[Natural-language object grounding data]
※ ※ ※

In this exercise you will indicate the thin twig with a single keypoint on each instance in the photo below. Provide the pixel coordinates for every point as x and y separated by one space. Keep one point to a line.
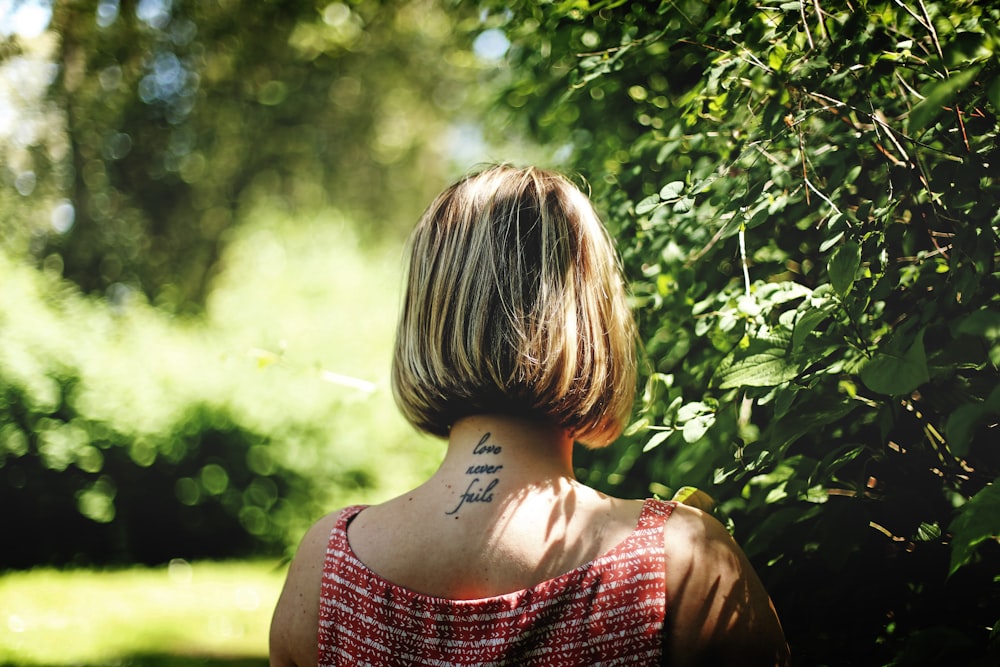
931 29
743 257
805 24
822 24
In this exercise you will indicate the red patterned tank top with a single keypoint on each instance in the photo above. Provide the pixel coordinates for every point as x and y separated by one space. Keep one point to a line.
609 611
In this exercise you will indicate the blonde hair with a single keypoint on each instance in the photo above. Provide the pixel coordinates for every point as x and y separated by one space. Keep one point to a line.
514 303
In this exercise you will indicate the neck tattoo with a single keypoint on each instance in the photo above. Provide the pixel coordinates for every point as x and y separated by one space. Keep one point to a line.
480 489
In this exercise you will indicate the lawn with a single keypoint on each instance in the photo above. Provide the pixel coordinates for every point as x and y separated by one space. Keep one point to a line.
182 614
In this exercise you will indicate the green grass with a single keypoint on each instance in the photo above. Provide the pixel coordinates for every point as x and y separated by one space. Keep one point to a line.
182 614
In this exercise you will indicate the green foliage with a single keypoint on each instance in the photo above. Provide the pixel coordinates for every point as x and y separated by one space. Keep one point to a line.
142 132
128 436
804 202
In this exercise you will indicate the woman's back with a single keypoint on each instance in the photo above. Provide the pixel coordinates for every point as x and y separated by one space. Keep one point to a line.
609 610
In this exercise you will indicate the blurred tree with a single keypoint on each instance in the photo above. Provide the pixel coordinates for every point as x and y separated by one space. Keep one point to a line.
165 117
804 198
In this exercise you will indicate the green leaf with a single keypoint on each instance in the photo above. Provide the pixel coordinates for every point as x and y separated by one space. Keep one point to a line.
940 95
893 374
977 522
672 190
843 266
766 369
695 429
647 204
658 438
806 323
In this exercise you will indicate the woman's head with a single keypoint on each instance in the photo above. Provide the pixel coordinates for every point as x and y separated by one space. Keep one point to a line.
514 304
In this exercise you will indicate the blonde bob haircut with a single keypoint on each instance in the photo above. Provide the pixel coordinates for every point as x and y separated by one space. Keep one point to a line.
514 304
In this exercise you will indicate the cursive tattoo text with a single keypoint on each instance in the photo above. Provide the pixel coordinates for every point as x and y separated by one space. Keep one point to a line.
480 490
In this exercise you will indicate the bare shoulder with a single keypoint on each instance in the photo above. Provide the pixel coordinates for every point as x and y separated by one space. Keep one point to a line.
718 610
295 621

※ ※ ※

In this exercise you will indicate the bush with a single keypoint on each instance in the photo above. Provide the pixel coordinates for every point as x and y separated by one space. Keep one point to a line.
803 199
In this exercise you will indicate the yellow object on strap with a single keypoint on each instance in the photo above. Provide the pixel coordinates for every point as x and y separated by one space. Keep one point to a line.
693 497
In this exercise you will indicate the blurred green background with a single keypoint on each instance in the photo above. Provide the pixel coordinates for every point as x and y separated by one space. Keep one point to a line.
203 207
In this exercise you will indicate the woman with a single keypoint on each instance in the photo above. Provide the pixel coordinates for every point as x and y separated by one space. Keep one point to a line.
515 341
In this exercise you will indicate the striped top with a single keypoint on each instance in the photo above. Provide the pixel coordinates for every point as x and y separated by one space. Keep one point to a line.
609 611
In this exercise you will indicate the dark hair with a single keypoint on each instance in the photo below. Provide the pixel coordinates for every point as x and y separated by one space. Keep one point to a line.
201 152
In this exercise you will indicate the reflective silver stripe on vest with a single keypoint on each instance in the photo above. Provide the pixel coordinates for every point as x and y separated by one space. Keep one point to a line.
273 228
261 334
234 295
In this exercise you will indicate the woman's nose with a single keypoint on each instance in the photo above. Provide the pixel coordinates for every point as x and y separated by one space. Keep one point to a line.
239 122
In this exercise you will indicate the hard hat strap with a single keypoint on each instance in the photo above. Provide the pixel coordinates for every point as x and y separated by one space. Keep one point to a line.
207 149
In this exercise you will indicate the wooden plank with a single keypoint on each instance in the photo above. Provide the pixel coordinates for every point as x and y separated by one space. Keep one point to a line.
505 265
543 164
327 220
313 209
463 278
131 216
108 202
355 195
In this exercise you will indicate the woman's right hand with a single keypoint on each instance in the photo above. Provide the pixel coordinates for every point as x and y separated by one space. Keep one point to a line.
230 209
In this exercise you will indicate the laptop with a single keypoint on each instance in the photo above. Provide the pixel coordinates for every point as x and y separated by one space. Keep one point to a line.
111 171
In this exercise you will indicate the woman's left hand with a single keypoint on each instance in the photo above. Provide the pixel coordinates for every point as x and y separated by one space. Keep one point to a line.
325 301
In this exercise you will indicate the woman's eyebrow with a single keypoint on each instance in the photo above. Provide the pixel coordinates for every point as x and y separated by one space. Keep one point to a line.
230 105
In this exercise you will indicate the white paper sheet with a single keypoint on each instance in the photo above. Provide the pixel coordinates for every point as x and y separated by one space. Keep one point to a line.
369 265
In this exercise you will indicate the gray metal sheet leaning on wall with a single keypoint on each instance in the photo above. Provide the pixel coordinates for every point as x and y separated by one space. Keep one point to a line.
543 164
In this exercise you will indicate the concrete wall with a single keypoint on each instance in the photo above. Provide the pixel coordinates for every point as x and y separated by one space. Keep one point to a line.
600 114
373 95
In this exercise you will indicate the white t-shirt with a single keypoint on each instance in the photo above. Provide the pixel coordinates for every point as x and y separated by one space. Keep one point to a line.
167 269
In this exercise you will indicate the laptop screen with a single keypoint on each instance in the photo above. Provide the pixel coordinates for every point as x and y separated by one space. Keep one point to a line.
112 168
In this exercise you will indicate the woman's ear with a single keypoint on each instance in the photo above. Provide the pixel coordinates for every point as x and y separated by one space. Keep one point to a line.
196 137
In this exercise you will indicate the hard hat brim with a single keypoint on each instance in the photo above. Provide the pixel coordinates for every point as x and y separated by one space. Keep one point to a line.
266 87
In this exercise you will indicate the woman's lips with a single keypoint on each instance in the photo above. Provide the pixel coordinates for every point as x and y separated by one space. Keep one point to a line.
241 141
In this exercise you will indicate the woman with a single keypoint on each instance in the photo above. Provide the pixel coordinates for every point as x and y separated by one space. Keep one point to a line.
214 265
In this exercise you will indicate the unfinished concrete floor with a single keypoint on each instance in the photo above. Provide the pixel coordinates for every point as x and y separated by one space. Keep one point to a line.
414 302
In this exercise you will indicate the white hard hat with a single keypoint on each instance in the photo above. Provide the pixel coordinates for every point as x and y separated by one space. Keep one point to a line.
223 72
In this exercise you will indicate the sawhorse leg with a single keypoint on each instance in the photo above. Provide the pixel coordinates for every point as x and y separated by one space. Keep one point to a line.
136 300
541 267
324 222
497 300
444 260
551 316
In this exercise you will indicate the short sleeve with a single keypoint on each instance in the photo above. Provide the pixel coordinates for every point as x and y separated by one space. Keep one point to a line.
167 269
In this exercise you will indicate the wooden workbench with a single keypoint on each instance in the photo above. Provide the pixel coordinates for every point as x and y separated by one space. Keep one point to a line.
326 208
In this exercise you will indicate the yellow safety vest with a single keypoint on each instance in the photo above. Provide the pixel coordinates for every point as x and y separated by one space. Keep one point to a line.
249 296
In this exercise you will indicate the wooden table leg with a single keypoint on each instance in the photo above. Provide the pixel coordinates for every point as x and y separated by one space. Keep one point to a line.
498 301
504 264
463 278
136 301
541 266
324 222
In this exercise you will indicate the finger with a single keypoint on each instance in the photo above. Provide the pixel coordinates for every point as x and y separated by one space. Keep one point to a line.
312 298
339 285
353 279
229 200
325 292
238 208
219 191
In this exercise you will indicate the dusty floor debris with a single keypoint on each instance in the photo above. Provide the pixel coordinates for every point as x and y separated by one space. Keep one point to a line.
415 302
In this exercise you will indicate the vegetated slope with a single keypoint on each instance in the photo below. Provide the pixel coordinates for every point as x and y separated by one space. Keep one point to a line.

※ ※ ※

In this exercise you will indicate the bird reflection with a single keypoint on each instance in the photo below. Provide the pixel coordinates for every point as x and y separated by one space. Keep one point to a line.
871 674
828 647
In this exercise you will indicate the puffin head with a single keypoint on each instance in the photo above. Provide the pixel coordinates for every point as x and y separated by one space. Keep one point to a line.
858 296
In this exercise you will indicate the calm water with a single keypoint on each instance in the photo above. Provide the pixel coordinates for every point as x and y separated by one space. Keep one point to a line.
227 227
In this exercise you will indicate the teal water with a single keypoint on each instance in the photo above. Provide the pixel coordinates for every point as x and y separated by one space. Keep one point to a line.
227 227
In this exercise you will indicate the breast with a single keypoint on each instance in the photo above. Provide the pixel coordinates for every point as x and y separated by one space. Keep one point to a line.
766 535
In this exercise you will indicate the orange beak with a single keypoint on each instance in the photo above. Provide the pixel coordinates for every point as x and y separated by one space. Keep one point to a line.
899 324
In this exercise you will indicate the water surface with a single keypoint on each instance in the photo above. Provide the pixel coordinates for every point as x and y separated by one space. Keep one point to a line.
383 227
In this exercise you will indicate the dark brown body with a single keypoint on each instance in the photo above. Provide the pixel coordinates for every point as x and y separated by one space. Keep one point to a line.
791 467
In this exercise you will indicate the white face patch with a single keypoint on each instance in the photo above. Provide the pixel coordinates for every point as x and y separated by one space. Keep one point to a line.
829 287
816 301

※ ※ ※

All lines above from the line with "In this exercise you will indicate the sawhorse" through the line with "In this exercise you will indicate the vegetated", both included, are to be set down exactly, with nothing else.

In this exercise you will indicate the sawhorse leg with a single keypoint on each instance in the photo above. Provide the pixel coordinates for every point as x and y separated by one space. Keep one point to a line.
136 300
541 267
324 222
497 300
444 260
551 316
In this exercise you will indicate the short sleeve with a single keypoint on each instance in the photo above. Provide the pixel coordinates for every point as x and y separated by one space. Keep one point to a line.
167 269
In this exercise you will indicate the wooden workbench with a single keypoint on each instance in the photo above. Provide the pixel coordinates for every point as x and y separated by one space. Keep one point to a line.
326 208
In this exercise you will indicate the yellow safety vest with a single keypoint on each instance in the photo above. Provide the pixel coordinates for every point as x and y separated by one space. Keep one point to a line.
249 296
In this exercise you will indicate the wooden table leg with a single keypoint on each instance in the photo above. Provide the pixel coordinates for every point as x and y separated by one space. Keep one point to a line.
498 301
504 264
463 278
136 301
541 266
324 222
In this exercise you will indicate the finger with a single keypoint on each instance in the photo above. Provide the pixel coordinates for every point as x and y separated by one space. Keep one point to a line.
312 298
339 285
353 279
229 200
325 292
238 208
219 191
In this exercise you will indicate the dusty floor debris with a single keypoint on each instance in the photo above. Provide the pixel coordinates for every point as x and y separated by one space. Keep one point to a line.
415 302
In this exercise you will indicate the vegetated slope with a single keypoint on each instance in the photo below. Provide the pixel coordinates for every point as x and y separated by one space. Keep one point to a line.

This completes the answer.